*Your goal:*
Rewrite the lines below, putting "receives one point" in place of "gets one point" wherever it occurs and leaving everything else unchanged.

— Start Data provided —

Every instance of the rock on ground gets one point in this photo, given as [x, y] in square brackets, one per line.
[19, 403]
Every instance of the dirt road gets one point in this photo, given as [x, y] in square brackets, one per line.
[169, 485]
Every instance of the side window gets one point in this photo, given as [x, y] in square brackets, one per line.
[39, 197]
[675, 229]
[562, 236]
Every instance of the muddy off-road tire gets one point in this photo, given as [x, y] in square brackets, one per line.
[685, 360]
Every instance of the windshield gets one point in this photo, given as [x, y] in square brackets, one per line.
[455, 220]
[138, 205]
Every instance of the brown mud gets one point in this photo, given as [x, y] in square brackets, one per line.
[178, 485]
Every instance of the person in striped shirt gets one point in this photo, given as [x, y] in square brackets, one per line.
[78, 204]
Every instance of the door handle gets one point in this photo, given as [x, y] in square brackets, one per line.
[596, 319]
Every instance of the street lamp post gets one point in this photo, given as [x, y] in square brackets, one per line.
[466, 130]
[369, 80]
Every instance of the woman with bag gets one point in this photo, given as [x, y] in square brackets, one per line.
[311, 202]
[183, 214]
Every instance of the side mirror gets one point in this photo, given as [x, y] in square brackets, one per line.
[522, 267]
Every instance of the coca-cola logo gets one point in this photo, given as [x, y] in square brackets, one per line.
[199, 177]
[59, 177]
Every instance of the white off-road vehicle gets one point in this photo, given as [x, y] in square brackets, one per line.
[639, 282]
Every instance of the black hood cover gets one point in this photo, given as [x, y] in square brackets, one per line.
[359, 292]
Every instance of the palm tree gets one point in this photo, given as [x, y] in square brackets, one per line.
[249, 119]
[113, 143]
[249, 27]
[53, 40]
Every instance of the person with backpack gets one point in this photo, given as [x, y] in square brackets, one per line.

— End Data provided —

*Complete output:*
Every instance of the rock on ground receives one point in this photo, given as [x, y] in square brackets, one per line.
[19, 403]
Every instance of the dirt road receives one point in this photo, given as [x, y] in square brackets, one per line.
[169, 485]
Every instance of the side window receives one point in this photo, given as [x, y] in square brackets, one per line.
[39, 197]
[675, 229]
[562, 236]
Every instance of the muddy off-road tire receives one point in this photo, given as [x, y] in square brackets, one per line.
[685, 360]
Every instance of the windshield receives one point in this photo, given as [x, y] in square brackets, one per line.
[455, 220]
[138, 205]
Every instance of the brown mud receives one point in this photo, given as [x, y] in square brackets, one per line.
[178, 485]
Every instance of the person in striped shirt receives one point in this photo, given as [x, y] in square brackets, one per line.
[78, 204]
Every instance of the door handle receives one point in this photo, given as [x, y] in square brackets, one per line.
[596, 319]
Every instance of the street lamp post receives one point in this photo, given as [x, y] in square brackets, one per line.
[466, 130]
[369, 80]
Every instance of the woman with bag receives one point in this photo, given as [x, y] in square brackets, one per line.
[311, 202]
[183, 214]
Every instance of the side mirror receives one point in this photo, given as [x, y] in square brackets, one per line.
[522, 267]
Every instance of the coca-cola logo receives one point in this photo, given as [x, y] in square brackets, one per line.
[199, 177]
[59, 177]
Every instance of the white off-road vehicle receives one point in this photo, given as [x, y] in square brackets, one per line.
[639, 282]
Every instance of the black hood cover receives one point in this photo, given as [x, y] in square brackets, one per line.
[359, 292]
Every instance of the palm tree receives one point in this photo, given as [x, y] in square brackets, one per line.
[249, 119]
[113, 143]
[249, 27]
[53, 40]
Every instance of the person with backpack receives one point in this photo, given as [x, y] in square brackets, one per line.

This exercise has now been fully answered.